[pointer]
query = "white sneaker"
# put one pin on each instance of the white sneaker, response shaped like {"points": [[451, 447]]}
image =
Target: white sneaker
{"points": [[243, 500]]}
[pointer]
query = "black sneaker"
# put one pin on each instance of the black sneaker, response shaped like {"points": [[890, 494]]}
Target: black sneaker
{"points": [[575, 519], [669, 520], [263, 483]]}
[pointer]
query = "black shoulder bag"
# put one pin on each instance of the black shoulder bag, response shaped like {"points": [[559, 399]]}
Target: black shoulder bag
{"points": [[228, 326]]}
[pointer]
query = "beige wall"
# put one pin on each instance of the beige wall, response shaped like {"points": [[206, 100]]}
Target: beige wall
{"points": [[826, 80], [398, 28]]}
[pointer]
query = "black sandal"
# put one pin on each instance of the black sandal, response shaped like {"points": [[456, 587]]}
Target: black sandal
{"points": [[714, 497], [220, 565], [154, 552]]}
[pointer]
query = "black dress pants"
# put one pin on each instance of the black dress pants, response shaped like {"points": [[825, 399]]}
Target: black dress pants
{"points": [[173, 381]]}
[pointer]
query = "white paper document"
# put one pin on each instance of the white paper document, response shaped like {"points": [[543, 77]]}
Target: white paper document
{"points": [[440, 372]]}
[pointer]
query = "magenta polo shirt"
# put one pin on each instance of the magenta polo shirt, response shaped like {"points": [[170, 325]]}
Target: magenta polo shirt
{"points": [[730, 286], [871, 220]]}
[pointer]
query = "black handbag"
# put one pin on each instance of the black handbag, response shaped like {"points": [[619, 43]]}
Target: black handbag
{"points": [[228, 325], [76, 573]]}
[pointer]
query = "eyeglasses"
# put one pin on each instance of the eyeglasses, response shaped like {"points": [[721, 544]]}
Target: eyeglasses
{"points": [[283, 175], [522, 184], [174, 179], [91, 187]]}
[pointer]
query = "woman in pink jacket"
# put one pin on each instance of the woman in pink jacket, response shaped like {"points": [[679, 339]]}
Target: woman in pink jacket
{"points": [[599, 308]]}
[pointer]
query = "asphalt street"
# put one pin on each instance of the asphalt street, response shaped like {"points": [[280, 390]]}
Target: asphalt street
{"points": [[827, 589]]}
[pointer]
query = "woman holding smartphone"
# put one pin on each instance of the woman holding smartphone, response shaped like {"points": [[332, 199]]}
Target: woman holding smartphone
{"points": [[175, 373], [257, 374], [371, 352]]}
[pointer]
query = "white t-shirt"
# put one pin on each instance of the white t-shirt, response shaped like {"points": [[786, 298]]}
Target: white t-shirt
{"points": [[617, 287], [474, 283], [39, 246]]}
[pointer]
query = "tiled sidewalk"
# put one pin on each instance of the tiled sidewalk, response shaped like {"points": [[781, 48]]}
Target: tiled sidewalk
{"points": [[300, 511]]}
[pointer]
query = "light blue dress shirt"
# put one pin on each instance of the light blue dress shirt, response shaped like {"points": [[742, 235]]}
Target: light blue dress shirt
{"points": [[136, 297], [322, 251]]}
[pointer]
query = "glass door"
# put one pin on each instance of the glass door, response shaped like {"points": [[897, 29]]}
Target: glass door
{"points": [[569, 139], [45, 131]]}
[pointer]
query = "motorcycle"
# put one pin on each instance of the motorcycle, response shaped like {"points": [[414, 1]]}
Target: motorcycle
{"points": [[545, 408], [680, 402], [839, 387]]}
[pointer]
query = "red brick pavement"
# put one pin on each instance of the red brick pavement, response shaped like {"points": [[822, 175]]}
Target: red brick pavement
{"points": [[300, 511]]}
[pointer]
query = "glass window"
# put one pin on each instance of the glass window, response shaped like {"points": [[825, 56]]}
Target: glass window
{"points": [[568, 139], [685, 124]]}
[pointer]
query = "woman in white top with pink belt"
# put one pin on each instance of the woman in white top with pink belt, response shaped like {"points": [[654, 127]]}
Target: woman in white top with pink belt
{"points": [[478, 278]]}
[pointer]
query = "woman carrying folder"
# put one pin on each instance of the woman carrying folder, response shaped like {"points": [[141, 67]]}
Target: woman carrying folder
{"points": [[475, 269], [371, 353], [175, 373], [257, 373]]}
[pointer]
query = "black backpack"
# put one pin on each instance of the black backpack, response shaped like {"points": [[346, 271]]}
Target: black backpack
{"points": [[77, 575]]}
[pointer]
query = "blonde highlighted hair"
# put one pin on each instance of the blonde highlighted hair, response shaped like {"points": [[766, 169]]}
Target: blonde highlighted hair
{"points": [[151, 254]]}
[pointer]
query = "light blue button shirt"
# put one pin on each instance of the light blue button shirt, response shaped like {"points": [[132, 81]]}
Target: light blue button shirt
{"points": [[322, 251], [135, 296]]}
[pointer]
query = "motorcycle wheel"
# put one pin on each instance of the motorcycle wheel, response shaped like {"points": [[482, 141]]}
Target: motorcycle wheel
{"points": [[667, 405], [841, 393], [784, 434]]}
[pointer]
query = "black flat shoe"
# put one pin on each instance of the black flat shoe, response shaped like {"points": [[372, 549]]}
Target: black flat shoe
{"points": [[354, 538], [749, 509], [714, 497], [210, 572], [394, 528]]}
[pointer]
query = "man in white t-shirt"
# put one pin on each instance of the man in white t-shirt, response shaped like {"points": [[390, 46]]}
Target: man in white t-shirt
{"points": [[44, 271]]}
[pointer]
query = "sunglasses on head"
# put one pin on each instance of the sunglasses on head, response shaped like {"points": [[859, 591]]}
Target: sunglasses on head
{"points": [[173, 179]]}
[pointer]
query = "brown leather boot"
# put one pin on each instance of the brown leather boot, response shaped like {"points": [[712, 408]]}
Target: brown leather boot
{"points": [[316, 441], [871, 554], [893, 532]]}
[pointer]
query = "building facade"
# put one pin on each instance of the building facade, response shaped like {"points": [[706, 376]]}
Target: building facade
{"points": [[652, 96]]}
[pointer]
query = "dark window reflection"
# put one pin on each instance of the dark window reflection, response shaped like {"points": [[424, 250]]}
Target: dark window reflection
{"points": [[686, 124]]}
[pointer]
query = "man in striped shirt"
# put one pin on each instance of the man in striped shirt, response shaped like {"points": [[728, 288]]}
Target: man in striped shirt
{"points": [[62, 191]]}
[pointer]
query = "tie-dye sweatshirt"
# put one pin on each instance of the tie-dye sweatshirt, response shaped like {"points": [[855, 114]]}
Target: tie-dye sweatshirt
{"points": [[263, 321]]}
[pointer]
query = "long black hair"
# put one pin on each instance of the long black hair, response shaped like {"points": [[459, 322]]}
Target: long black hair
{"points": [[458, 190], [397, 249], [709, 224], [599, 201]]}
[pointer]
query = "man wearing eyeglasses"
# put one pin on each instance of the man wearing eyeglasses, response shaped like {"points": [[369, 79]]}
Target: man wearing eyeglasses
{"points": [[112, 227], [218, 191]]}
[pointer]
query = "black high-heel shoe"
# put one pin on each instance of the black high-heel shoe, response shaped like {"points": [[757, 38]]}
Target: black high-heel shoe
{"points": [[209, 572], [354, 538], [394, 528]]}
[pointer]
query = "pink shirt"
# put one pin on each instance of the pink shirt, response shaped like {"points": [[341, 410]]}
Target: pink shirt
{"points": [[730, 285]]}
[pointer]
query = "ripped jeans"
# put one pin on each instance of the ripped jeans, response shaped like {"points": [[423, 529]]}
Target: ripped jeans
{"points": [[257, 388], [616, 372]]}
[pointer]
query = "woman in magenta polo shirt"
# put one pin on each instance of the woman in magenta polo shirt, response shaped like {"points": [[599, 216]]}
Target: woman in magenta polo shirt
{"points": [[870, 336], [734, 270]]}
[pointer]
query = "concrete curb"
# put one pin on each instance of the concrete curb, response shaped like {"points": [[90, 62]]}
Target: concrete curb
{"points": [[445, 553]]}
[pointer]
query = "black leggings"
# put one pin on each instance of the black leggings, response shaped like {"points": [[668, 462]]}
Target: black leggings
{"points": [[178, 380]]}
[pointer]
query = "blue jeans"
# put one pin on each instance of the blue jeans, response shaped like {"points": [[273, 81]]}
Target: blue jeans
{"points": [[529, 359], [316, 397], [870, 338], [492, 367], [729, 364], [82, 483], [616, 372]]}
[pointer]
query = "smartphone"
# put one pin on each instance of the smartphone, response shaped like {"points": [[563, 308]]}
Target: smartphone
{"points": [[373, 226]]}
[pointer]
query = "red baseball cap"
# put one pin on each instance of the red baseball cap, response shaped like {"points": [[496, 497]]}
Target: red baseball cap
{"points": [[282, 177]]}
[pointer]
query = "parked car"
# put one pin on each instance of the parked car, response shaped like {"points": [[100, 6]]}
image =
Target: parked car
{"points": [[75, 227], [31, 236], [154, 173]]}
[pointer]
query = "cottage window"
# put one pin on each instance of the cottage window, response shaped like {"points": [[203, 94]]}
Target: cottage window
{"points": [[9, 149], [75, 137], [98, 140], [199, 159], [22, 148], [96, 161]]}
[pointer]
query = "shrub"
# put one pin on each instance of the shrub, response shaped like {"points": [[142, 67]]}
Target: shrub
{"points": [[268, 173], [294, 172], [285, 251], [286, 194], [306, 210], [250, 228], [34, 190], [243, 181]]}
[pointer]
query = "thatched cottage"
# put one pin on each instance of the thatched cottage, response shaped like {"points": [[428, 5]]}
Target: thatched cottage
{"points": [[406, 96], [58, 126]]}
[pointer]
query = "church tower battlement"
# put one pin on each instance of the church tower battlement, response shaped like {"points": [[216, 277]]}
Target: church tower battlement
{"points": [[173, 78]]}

» **YOUR TASK**
Filter the records above and copy every line that contains the string "shrub". Matching is case-sensitive.

» **RESPONSE TO THE TASK**
query = "shrub"
# put one pin on each instance of the shrub, response shaped like {"points": [[142, 67]]}
Target: shrub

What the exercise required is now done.